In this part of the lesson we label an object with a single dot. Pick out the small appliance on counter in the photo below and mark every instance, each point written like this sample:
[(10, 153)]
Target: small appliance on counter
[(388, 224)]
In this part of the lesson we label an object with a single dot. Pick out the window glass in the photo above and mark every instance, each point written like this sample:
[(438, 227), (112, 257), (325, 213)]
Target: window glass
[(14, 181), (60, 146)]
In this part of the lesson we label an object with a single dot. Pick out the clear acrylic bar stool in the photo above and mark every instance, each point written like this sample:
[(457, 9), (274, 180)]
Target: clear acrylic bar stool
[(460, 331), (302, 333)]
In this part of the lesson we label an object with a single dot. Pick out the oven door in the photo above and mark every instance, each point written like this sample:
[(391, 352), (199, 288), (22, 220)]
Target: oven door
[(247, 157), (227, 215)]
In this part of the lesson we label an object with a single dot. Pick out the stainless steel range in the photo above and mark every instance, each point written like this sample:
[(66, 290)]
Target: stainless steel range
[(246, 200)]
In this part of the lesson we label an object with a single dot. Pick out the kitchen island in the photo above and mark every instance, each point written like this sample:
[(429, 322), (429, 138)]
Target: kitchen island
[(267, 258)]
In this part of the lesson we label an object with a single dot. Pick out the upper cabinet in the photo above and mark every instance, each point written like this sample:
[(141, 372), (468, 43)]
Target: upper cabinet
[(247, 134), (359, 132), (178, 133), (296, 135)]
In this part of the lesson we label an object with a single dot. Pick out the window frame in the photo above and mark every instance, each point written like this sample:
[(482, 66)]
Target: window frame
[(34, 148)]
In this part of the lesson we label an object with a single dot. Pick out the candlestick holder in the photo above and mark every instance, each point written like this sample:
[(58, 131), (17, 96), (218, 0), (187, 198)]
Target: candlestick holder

### EXERCISE BRIEF:
Give back the lines of the listing from the one with "the window frame" through the end, both included, exactly as written and with nothing added.

### RESULT OF THIS TASK:
In this part of the lesson we label an object with a single dot. Pick out the window frame in the photo above and mark every instance, each point written like this sample:
[(482, 66)]
Target: window frame
[(34, 148)]
In this part of the lesson we label an object with a single dot. Pick out the candlestick holder in the photo above and mark every instance, each point written like this sample:
[(58, 131), (17, 96), (218, 0), (187, 198)]
Target: candlestick holder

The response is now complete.